WORK TO COMPLETE: Could the data below be copied out in full, word for word?

SUPPLIED DATA:
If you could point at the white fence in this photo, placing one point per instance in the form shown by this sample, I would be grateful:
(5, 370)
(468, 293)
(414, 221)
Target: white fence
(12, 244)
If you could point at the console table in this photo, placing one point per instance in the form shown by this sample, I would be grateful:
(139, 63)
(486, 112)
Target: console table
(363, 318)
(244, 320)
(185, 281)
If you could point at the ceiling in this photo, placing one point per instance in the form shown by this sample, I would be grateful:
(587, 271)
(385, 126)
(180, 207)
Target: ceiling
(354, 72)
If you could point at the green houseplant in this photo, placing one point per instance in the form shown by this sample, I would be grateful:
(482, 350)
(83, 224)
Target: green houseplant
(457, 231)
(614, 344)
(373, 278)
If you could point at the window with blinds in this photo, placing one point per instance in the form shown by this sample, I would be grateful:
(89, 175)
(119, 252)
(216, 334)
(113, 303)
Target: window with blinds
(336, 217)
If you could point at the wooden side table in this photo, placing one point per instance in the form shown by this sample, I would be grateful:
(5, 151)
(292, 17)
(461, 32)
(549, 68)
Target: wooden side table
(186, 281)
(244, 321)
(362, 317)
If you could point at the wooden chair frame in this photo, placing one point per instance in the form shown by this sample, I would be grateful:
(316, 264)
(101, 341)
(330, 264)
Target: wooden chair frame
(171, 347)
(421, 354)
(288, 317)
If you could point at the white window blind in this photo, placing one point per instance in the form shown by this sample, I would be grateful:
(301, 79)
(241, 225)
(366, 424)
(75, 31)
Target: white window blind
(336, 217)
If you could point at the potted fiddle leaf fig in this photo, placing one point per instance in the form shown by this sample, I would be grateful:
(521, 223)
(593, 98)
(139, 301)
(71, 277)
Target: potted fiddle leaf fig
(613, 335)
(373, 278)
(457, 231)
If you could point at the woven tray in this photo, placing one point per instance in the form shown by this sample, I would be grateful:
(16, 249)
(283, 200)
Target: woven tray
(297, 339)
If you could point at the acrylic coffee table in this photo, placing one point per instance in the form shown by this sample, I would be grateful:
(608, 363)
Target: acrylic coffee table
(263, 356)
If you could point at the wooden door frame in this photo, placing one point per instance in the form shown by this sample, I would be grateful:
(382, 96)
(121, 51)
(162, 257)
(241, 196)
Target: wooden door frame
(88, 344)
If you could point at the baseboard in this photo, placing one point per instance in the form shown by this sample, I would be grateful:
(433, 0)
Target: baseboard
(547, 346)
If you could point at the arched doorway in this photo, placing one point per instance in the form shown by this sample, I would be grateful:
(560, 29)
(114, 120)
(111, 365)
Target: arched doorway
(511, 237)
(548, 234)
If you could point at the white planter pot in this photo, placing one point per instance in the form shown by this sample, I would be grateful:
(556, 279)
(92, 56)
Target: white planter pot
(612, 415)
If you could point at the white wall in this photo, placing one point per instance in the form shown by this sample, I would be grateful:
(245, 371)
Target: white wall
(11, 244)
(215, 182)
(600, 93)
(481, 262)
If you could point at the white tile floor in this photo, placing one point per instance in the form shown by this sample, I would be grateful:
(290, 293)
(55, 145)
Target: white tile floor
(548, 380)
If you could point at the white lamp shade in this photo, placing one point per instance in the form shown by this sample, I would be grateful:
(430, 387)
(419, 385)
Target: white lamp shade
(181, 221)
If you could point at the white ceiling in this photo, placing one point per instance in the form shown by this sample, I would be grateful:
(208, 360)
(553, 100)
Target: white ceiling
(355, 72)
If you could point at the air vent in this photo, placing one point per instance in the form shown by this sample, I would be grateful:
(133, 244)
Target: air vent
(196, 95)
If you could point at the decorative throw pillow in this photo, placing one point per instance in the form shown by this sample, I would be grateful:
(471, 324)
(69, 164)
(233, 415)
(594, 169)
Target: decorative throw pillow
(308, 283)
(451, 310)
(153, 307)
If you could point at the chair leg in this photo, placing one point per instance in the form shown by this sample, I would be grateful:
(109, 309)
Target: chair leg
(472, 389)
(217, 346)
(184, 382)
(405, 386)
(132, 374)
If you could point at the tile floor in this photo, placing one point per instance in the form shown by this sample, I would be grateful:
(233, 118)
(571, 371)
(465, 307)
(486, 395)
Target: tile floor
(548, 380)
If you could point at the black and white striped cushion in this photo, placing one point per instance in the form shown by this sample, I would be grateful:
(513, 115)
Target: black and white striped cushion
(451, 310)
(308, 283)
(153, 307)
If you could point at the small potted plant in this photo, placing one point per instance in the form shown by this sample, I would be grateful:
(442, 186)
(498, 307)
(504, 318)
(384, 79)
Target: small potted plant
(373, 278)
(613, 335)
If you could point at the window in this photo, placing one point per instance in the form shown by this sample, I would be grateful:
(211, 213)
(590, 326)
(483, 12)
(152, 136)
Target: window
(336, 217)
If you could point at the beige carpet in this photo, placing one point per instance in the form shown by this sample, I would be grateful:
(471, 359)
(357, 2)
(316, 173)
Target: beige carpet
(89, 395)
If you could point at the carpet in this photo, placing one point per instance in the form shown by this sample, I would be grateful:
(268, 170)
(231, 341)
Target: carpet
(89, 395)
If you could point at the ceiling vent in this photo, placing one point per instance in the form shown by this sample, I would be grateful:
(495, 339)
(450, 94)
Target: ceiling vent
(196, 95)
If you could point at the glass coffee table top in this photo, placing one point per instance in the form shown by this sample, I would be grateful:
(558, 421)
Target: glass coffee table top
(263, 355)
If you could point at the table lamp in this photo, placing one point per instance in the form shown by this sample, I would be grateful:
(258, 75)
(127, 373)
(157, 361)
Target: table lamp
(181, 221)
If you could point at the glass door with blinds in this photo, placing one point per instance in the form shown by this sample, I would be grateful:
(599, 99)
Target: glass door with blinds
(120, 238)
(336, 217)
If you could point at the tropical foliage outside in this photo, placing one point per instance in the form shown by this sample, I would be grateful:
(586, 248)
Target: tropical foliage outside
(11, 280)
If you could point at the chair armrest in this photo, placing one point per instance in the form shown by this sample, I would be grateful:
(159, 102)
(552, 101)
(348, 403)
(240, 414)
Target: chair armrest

EXERCISE RESULT:
If you could point at the white fence in this photo, placing one point per instance in the form shown by this sample, I would be grateful:
(5, 370)
(468, 293)
(414, 221)
Target: white fence
(12, 244)
If you could point at the console table in this photo, placing one point per instance in the form shown by this sample, I would be grateful:
(139, 63)
(486, 112)
Target: console table
(363, 318)
(244, 320)
(185, 281)
If you could point at the ceiling in this photo, placing one point per instance in the form shown by this sample, I would be grateful:
(587, 271)
(385, 126)
(180, 207)
Target: ceiling
(354, 72)
If you could point at the green houseplant in this photo, placing one point per instance in the form shown by this sample, I would be grateful:
(482, 350)
(83, 224)
Target: green houseplant
(457, 231)
(614, 344)
(373, 278)
If you could point at the window with blinds in this photo, placing one point per instance in the form shown by this sample, I would be grateful:
(89, 175)
(119, 252)
(216, 334)
(113, 303)
Target: window with blinds
(336, 217)
If you could point at the wooden side table in this photo, placing one point per instance in the form shown by this sample, I would be grateful:
(5, 151)
(292, 17)
(461, 32)
(549, 68)
Target: wooden side table
(186, 281)
(244, 321)
(362, 317)
If you could point at the wooden chair frame in this photo, placing one point per instance in the form shown by this sample, I would be grateful:
(316, 264)
(101, 341)
(330, 264)
Target: wooden chair frame
(171, 347)
(421, 354)
(288, 317)
If you could point at the white window blind in this photo, placing one point per instance in the form shown by this sample, I would be grateful:
(301, 79)
(241, 225)
(366, 424)
(75, 31)
Target: white window blind
(336, 217)
If you could point at the potted fiddle leaf fig in this photo, placing one point per instance in the form shown by this sample, I would be grateful:
(521, 223)
(593, 98)
(139, 301)
(71, 277)
Target: potted fiddle leaf fig
(613, 335)
(373, 278)
(457, 231)
If you could point at the woven tray in this photo, placing one point per instance in the form shown by this sample, I would be grateful:
(16, 249)
(283, 200)
Target: woven tray
(297, 339)
If you could point at the acrylic coffee table in this photo, placing one point per instance in the form shown by this sample, I would be grateful:
(608, 363)
Target: acrylic coffee table
(263, 356)
If you could point at the wooden door frame in this photo, placing one point per instance in the form shown by this sample, I would be grateful:
(382, 96)
(121, 51)
(162, 257)
(241, 196)
Target: wooden door frame
(88, 344)
If you could point at the baseboard in this photo, placing one point per instance in the form shown by this sample, I would be grateful:
(433, 0)
Target: baseboard
(547, 346)
If you could point at the arched doorway in this photo, placing one point per instance in the form shown by this sample, I would be grateful:
(560, 29)
(114, 120)
(111, 365)
Target: arched doorway
(511, 237)
(548, 234)
If you could point at the white planter pot in this photo, placing one point per instance in the form shown by this sample, I would be grateful:
(556, 279)
(92, 56)
Target: white planter pot
(612, 415)
If you could point at the white wall in this photo, placing one point per instance in the form shown by this sample, I would be grateful:
(245, 371)
Target: white wall
(11, 244)
(215, 182)
(600, 93)
(481, 262)
If you could point at the white tile floor in this photo, placing one point per instance in the form shown by this sample, I would be grateful:
(290, 293)
(55, 145)
Target: white tile floor
(548, 380)
If you could point at the white lamp shade in this photo, placing one point per instance in the form shown by this sample, I would be grateful:
(430, 387)
(419, 385)
Target: white lamp shade
(181, 221)
If you could point at the white ceiling in this photo, placing one point per instance in the form shown by this sample, I would be grateful:
(208, 360)
(553, 100)
Target: white ceiling
(355, 72)
If you could point at the air vent in this photo, placing one point per instance in the form shown by this sample, I would be grateful:
(133, 244)
Target: air vent
(196, 95)
If you could point at the decorative throw pillow in this photo, placing one point per instance in the form shown by this sample, I would be grateful:
(471, 324)
(69, 164)
(233, 415)
(594, 169)
Target: decorative throw pillow
(308, 283)
(451, 310)
(153, 307)
If you could point at the chair leg in this photo, placing one point per instance in the form shown by this sample, I would be grateful:
(109, 309)
Target: chair leg
(472, 389)
(217, 346)
(184, 382)
(405, 386)
(132, 374)
If you could point at the tile floor in this photo, placing one point per instance in the form shown by this sample, I would be grateful:
(233, 118)
(571, 371)
(465, 307)
(486, 395)
Target: tile floor
(548, 380)
If you could point at the black and white striped cushion in this photo, placing one point per instance in the form shown by this sample, I would be grateful:
(513, 115)
Target: black and white striped cushion
(451, 310)
(308, 283)
(153, 307)
If you could point at the small potted plant in this photo, placing one point per instance in the form shown by this sample, I would be grateful:
(442, 186)
(498, 307)
(504, 318)
(384, 79)
Target: small potted plant
(373, 278)
(613, 335)
If you could point at the window in this photo, placing one point per instance in the form shown by this sample, I would be grateful:
(211, 213)
(590, 326)
(483, 12)
(152, 136)
Target: window
(336, 217)
If you could point at the beige carpet in this photo, placing one point per instance in the form shown by this sample, I would be grateful:
(471, 359)
(357, 2)
(316, 173)
Target: beige carpet
(89, 395)
If you could point at the carpet in this photo, placing one point per instance in the form shown by this sample, I would be grateful:
(268, 170)
(231, 341)
Target: carpet
(89, 395)
If you could point at the ceiling vent in this photo, placing one point per instance in the form shown by this sample, I would be grateful:
(495, 339)
(450, 94)
Target: ceiling vent
(196, 95)
If you could point at the glass coffee table top in this photo, placing one point per instance in the form shown by this sample, I would be grateful:
(558, 421)
Target: glass coffee table top
(263, 355)
If you could point at the table lamp in this photo, placing one point per instance in the form shown by this sample, I would be grateful:
(258, 75)
(127, 373)
(157, 361)
Target: table lamp
(181, 221)
If you could point at the glass door with blinds in this photo, placing one point per instance in the form shown by this sample, I would be grateful:
(599, 99)
Target: glass door with blinds
(120, 238)
(336, 217)
If you could point at the tropical foliage outside in this photo, placing one point per instance in the form shown by this sample, I would be grateful:
(586, 248)
Target: tropical foliage outside
(11, 280)
If you could point at the chair armrest in this photo, placing one point per instance in the form shown by this sample, I would be grateful:
(159, 102)
(552, 101)
(348, 403)
(240, 414)
Target: chair armrest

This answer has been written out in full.